◆ Dataset entries on object locations

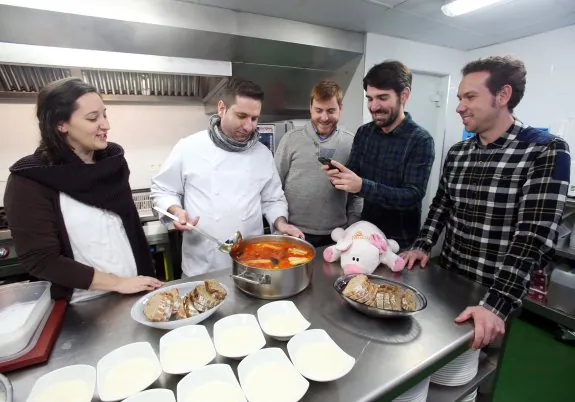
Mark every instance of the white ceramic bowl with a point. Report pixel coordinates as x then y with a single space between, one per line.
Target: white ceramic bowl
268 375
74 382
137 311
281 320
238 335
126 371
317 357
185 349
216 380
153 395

==

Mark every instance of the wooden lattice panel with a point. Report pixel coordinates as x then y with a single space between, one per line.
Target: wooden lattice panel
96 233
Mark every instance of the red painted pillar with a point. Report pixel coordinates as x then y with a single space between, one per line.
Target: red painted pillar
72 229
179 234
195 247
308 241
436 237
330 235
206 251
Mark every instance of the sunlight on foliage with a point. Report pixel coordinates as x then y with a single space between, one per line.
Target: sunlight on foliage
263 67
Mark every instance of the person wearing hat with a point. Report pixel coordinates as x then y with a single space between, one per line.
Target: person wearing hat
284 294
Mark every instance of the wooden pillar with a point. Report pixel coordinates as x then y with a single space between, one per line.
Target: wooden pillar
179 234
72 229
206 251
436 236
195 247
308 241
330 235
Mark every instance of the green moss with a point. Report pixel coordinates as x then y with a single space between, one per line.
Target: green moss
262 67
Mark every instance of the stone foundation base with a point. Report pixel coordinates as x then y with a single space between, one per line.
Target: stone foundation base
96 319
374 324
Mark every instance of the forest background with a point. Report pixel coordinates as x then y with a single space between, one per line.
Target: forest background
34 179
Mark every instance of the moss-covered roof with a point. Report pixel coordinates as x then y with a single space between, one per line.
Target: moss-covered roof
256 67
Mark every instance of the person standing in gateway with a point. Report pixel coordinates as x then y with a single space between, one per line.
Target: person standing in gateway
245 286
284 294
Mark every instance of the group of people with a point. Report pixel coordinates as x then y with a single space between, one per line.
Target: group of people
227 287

◆ EXERCISE GOAL
Show each line of the entries above that contains the word "green".

◆ WRITTEN RESPONSE
Mark every instance of the green moss with a point. Report pixel coordinates as x then y with a single space between, one per line.
Target: green moss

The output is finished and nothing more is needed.